____ TEXT PROVIDED

When I drove up to Zackary Drucker’s home off San Fernando Road, the front door was wide open—a startling sight since most of the surrounding houses have metal bars over the windows and doors. The Los Angeles video and performance artist lives in Glassell Park, an industrial strip in Northeast Los Angeles. Besides the open door, the house also stood apart with its manicured lawn and the polished wood floors I glimpsed through the doorway. It was as if Drucker’s house was in color, and the rest of the neighborhood in black and white.
Drucker welcomed me with open arms. We’ve only met a few times socially at art functions, but that’s just how she is. The house is immaculate, though she explains—as if apologizing—she has recently moved in and the decorating was not quite finished. The empty walls are freshly painted in dark grays, browns and puce. Drucker also is dressed in neutral colors wearing a white T-shirt with snug pants, showing off her slim figure. Drucker is a natural beauty, with blond hair and a devilish smile—like she’s got something up her sleeve, but in a harmless way. Her deep-set eyes are so blue they practically sparkle. She invites me to sit down at the round, smoky glass dining room table for our conversation.

________
____ DATA ROWS

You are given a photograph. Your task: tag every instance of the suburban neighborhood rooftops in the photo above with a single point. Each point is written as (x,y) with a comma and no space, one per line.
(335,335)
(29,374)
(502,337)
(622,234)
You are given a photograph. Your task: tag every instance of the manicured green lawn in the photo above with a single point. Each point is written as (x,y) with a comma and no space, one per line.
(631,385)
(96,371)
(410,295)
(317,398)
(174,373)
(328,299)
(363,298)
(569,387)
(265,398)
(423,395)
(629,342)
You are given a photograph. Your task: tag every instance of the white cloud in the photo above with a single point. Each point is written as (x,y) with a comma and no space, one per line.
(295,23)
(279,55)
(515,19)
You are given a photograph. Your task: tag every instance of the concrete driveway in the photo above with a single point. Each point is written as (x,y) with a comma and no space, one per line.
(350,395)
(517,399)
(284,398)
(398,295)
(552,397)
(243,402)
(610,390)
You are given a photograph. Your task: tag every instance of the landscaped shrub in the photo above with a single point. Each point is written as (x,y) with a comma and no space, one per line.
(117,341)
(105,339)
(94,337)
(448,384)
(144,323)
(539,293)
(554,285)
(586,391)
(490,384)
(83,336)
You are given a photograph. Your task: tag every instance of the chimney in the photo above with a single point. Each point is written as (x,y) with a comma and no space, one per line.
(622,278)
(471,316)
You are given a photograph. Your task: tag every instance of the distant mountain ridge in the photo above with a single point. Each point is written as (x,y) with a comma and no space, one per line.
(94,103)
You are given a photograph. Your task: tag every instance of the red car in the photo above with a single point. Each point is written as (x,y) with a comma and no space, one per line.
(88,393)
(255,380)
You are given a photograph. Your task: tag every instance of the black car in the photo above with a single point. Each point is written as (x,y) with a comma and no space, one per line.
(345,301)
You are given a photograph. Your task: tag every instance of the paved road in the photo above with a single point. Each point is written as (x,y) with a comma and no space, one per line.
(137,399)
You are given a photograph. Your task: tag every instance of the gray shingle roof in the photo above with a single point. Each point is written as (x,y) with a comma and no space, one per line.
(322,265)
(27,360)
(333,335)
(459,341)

________

- YOUR OBJECTIVE: Continue the account of the visit to Zackary Drucker's home, starting right after its final sentence. None of these rows relate to the account of the visit to Zackary Drucker's home.

- RESULT:
In walks Rhys Ernst, her partner in love and art, casually dressed, equally as attractive as Drucker with boyish good looks—not a far cry from the likes of Justin Timberlake. He asks me what he can get me as we all settle at the table. I know their time is precious, as they are preparing for the Whitney Biennial. They squeezed in my promised only-an-hour-of-your-time to meet on a recent Saturday, as both of them work during the week. Evenings and weekends are when they make art, and now it’s spent preparing for their show in New York. They both say to me, nearly simultaneously, “Take your time.”
Zackary Drucker, 30, and Rhys Ernst, 31, both graduated with MFAs from CalArts—Drucker in 2007, Ernst in 2011. They are a transgender couple, Drucker a transwoman and Ernst a transman, meaning Drucker is man-to-female, and Ernst, female-to-male. (The irony of this transition really never comes up.) The new photographs they’ll be showing at the Whitney will illustrate their stages of transitioning and is a body of work they’ve been working on for five years now. Both are artists in their own right, but they often collaborate, and the work being shown at the Whitney is a fully collaborative series. Ernst is known more as a filmmaker and Drucker, a performance artist who works in video and photography. But to be so definitive, so “boxed in”—a phrase that repeats throughout our conversation—would be a falsity, practically a lie. These artists make art out of their daily lives, and that is what their new work will come to reveal. I am instantly drawn into their world, their realm, the moment I sit down.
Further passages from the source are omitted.